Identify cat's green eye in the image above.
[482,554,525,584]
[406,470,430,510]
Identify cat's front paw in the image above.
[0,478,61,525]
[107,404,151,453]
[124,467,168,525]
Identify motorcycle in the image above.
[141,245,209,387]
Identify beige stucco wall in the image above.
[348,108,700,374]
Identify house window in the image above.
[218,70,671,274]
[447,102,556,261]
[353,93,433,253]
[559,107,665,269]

---

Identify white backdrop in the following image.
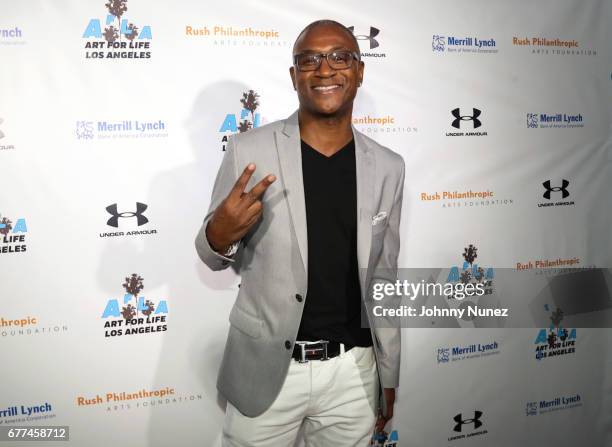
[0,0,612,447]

- [Do this]
Copy out the material word for word, starting with the line that contains "Identify cat's green eye in the image above." and going on through the line that contains "[559,107,665,269]".

- [Answer to the exercise]
Identify cat's green eye in the image above.
[482,554,525,584]
[406,470,430,510]
Identify cat's front paw in the image above.
[0,478,61,525]
[107,404,151,453]
[124,467,168,525]
Identify motorcycle in the image above.
[141,245,209,387]
Identify beige stucco wall in the image above.
[348,108,700,374]
Identify house window in the image above.
[218,70,671,274]
[447,102,556,261]
[353,93,433,253]
[559,107,665,269]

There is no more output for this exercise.